▶ **Exercise**:
Please retype the data below exactly, stopping after the line with "# test: identify the gray" and skipping every picture.
- - - - - - -
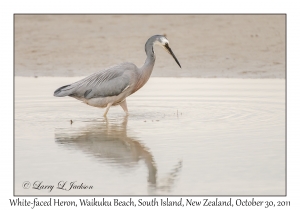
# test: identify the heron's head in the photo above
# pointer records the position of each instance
(164, 43)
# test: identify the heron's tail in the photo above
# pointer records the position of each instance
(63, 91)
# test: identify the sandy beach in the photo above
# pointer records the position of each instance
(207, 46)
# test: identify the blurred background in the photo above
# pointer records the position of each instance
(208, 46)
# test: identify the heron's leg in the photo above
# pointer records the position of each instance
(124, 106)
(107, 108)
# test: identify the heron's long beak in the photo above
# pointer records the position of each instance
(171, 52)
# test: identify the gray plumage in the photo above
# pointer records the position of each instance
(111, 86)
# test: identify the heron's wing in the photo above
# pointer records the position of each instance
(109, 82)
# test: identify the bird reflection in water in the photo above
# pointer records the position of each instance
(108, 141)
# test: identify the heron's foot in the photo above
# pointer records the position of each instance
(107, 108)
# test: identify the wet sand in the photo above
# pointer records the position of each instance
(184, 136)
(209, 46)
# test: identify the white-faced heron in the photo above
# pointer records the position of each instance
(111, 86)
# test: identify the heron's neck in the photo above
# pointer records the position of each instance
(146, 70)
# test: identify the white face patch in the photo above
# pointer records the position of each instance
(164, 40)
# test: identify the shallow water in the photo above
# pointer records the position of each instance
- - - - - - -
▶ **Solved exercise**:
# test: identify the heron's head in the photo above
# pointer records the position of each instance
(164, 43)
# test: identify the heron's tail in the photo above
# pointer records the position of each instance
(63, 91)
# test: identify the sandy beach in the photo above
# pointer records the position of each instance
(207, 46)
# test: identify the blurred background in the photo above
# pointer records the position of each instance
(208, 46)
# test: identify the heron's leg in the photo above
# pointer records the position of each instance
(124, 106)
(107, 108)
# test: identify the heron's long beak in the photo above
# pointer records the position of each instance
(171, 52)
# test: identify the gray plumage in the photo above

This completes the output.